Directions → Copy the entries below word for word, keeping every line as it is.

Extracted information →
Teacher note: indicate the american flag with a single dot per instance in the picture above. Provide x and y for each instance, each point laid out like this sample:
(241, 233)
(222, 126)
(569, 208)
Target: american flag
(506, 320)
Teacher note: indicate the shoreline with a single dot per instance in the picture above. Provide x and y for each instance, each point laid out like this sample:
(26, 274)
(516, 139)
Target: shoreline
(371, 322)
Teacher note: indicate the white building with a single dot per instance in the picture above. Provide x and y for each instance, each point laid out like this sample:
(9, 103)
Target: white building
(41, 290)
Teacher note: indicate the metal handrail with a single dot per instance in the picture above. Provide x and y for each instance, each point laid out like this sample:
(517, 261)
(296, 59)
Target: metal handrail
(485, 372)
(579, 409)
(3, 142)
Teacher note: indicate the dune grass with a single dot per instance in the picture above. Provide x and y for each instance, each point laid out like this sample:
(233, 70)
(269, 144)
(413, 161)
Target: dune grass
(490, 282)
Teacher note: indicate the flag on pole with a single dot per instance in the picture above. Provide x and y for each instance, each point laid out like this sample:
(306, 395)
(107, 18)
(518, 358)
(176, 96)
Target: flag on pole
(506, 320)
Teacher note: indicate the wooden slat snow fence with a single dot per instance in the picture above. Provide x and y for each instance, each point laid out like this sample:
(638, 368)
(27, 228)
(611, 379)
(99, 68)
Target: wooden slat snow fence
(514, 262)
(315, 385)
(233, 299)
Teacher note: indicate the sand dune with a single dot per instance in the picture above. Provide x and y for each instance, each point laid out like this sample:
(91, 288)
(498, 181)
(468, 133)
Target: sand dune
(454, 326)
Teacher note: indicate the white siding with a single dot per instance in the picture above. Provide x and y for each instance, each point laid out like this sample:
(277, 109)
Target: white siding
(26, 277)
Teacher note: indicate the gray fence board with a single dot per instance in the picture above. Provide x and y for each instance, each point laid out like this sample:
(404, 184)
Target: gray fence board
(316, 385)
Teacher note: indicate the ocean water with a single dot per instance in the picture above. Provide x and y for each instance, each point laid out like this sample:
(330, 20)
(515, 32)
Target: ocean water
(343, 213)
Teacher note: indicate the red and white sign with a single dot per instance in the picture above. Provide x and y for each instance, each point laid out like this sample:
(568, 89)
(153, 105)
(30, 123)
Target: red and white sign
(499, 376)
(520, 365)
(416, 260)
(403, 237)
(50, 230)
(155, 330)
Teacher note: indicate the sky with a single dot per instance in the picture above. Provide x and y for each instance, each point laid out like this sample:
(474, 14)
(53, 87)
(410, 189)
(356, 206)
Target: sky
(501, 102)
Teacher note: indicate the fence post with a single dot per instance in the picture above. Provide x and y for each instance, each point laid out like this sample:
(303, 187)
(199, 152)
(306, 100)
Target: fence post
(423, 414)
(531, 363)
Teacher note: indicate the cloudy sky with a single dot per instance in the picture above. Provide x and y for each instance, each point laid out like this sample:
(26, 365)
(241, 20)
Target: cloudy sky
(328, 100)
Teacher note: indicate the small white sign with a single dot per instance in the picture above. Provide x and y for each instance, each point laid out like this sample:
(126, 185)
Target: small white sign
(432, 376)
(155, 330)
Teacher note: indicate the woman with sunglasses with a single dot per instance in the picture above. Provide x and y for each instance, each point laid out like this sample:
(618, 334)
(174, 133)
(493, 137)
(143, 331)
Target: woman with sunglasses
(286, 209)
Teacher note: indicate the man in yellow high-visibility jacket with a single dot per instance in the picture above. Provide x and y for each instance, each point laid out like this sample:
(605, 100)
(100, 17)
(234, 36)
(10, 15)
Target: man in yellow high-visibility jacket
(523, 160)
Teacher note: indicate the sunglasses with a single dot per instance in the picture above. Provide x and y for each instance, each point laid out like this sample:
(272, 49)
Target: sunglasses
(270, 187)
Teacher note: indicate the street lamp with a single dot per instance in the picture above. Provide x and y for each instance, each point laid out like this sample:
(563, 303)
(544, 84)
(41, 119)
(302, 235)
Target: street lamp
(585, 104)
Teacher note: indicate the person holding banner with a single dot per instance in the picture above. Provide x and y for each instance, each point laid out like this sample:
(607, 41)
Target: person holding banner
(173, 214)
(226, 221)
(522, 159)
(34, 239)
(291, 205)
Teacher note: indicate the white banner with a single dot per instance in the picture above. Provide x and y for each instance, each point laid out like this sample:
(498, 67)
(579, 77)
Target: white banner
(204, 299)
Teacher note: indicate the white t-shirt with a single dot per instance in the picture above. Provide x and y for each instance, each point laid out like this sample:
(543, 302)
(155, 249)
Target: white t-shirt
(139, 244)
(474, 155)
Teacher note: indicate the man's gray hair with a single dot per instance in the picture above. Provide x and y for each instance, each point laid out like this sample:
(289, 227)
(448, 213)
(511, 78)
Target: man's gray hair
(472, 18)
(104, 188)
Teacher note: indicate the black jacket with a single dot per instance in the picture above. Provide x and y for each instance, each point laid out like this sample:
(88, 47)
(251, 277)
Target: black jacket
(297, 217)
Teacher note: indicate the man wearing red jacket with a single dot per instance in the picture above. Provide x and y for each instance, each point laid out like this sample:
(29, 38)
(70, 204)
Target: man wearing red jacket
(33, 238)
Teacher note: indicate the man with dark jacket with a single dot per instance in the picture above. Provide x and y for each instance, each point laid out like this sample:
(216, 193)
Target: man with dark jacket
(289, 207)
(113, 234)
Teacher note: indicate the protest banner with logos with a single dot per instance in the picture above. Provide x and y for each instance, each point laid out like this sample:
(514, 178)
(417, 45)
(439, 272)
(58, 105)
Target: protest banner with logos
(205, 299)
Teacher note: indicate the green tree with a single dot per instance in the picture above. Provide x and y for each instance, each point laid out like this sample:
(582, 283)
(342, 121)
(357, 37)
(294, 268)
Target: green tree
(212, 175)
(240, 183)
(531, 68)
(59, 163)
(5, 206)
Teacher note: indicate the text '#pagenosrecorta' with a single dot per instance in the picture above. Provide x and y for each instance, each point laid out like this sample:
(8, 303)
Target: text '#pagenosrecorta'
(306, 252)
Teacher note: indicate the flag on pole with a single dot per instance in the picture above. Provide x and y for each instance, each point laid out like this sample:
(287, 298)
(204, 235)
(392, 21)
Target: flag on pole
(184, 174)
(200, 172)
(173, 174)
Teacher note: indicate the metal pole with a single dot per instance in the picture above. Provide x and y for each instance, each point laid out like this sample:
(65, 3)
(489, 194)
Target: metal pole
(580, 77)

The result →
Teacher note: indicate the american flag with a single dot per instance in the picture above. Provide x and y for each instance, each point laid out like this sample:
(241, 233)
(222, 126)
(569, 208)
Target: american flag
(506, 320)
Teacher note: indicate the shoreline with a single dot per instance in the picture above. Provide x and y for each instance, each point laid out like this sample:
(26, 274)
(516, 139)
Target: shoreline
(371, 322)
Teacher note: indicate the white building with a single dot per instance in the picture above. Provide x and y for each instance, each point laid out like this sample:
(9, 103)
Target: white building
(41, 290)
Teacher note: indicate the metal handrail with a single dot per instance in the picture above. Provide x and y for each instance, each point laid out like this sample:
(517, 261)
(296, 59)
Target: metal handrail
(485, 372)
(579, 409)
(3, 142)
Teacher note: indicate the dune grass with a single dot per instance in the picture above. Provide x and y for each instance, each point laid out like this sample:
(233, 70)
(269, 144)
(413, 161)
Target: dune grass
(490, 282)
Teacher note: indicate the flag on pole with a single dot per instance in the picture above. Provide x and y for each instance, each point laid out like this sample:
(306, 395)
(107, 18)
(518, 358)
(176, 96)
Target: flag on pole
(506, 320)
Teacher note: indicate the wooden slat snow fence with a single dot per instance in the picture above. Provide x and y for each instance, each point laid out like this sample:
(638, 368)
(27, 228)
(611, 379)
(99, 68)
Target: wooden slat snow fence
(514, 262)
(315, 385)
(233, 299)
Teacher note: indicate the sand dune with a single dot per instance in the picture above. Provide x and y for each instance, each point laid out like this sample:
(91, 288)
(498, 181)
(468, 133)
Target: sand dune
(454, 326)
Teacher note: indicate the white siding with a single dot per instance in the picture above. Provide x and y for each instance, each point laid out like this sample:
(277, 109)
Target: white siding
(26, 277)
Teacher note: indicate the gray fence board with a single dot per instance in the picture above. Provide x and y for each instance, each point laid out like this sample:
(404, 184)
Target: gray fence board
(316, 385)
Teacher note: indicate the ocean water with a single dot per instance in the picture above. Provide x and y for each instance, each point laid out like this sample:
(330, 20)
(515, 32)
Target: ocean water
(343, 213)
Teacher note: indicate the red and white sign with a single dot per instance in the picture above. Provide x and y for each instance, each point laid out like this sample:
(568, 89)
(153, 105)
(30, 123)
Target: red and white sign
(499, 376)
(520, 365)
(416, 260)
(403, 237)
(50, 230)
(155, 330)
Teacher note: indicate the sky with a single dot per instance in the picture above. Provide x and y for each instance, each point laid out like this sample:
(474, 14)
(53, 87)
(410, 189)
(356, 206)
Target: sky
(501, 102)
Teacher note: indicate the fence post with a single dot per instance in the picture above. Provide x and y for each instance, each point laid out like this sample:
(303, 187)
(199, 152)
(306, 100)
Target: fence post
(423, 414)
(531, 363)
Teacher note: indicate the cloudy sky with a single dot per instance in the picture above. Provide x and y for each instance, each point laid out like this sample:
(26, 365)
(241, 20)
Target: cloudy sky
(328, 100)
Teacher note: indicate the small white sign with a single dot per instance in the picture above. Provide x and y for each instance, each point laid out like this sample:
(126, 185)
Target: small white sign
(432, 376)
(155, 330)
Teacher note: indicate the woman with sunglasses with a single dot per instance in the picture above. Provide x and y for each instance, each point laid out like this sample:
(618, 334)
(174, 133)
(493, 137)
(143, 331)
Target: woman with sunglasses
(286, 209)
Teacher note: indicate the man in yellow high-visibility jacket with a single dot per instance in the picture above. Provide x and y for each instance, each point laid out like this sample:
(605, 100)
(100, 17)
(234, 36)
(10, 15)
Target: man in yellow high-visibility jacket
(523, 160)
Teacher note: indicate the sunglasses with a single dot per instance in the picture above. Provide x and y for each instance, each point laid out like this sample:
(272, 49)
Target: sunglasses
(270, 187)
Teacher note: indicate the street lamp with a single dot per instance in the picture above. Provide x and y for each instance, each point laid out like this sample:
(563, 303)
(544, 84)
(41, 119)
(302, 235)
Target: street lamp
(585, 104)
Teacher note: indicate the person holding banner with a single dot per instance in the picture above. Provide x and y for each instance, each point laid out like this sample:
(607, 41)
Target: person holding banner
(173, 214)
(226, 221)
(522, 159)
(34, 239)
(291, 205)
Teacher note: indicate the white banner with a single dot per instance in the picture above. Provide x and y for each instance, each point laid out like this sample:
(498, 67)
(579, 77)
Target: white banner
(204, 299)
Teacher note: indicate the white t-shirt with a single dot per instance in the picture above. Provide x and y for each instance, each point laid out like this sample:
(543, 302)
(155, 249)
Target: white t-shirt
(139, 244)
(474, 155)
Teacher note: indicate the man's gray hair with a single dot per instance in the picture above. Provide x and y for each instance, each point laid out like this sample:
(289, 227)
(448, 213)
(511, 78)
Target: man's gray hair
(472, 18)
(104, 188)
Teacher note: indicate the black jacket with a single dot per instance in the picture above. Provide x and y for each instance, each point laid out like this sample:
(88, 47)
(251, 277)
Target: black jacket
(297, 217)
Teacher note: indicate the man wearing red jacket with a single dot per instance in the picture above. Provide x and y for each instance, each point laid out like this sample:
(29, 38)
(70, 204)
Target: man wearing red jacket
(33, 238)
Teacher note: indicate the man with dark jacket with a single dot per instance in the picture above. Provide x and y for each instance, each point laid out like this sample:
(216, 193)
Target: man with dark jacket
(289, 207)
(113, 234)
Teacher note: indicate the protest banner with logos with a single dot per instance in the picture above. Provide x and y for each instance, each point laid out like this sample:
(514, 178)
(417, 45)
(439, 272)
(58, 105)
Target: protest banner with logos
(205, 299)
Teacher note: indicate the green tree with a single dot per instance in the picture above. Provide x and y for each instance, each point laid out like this sample:
(582, 283)
(342, 121)
(357, 37)
(294, 268)
Target: green tree
(212, 175)
(240, 183)
(531, 68)
(59, 163)
(5, 206)
Teacher note: indicate the text '#pagenosrecorta' with a single dot per instance in the picture above. Provide x and y for each instance, each point laid out like this sample:
(8, 303)
Target: text '#pagenosrecorta'
(306, 252)
Teacher note: indicate the flag on pole with a single dot per instance in the picture above. Provide x and y for each instance, each point laid out like this sample:
(287, 298)
(204, 235)
(392, 21)
Target: flag on pole
(184, 174)
(200, 172)
(173, 174)
Teacher note: indicate the metal pole with a single dot per instance in the picture above. Provide x and y for each instance, each point laid out like this sample:
(65, 3)
(489, 194)
Target: metal pole
(580, 77)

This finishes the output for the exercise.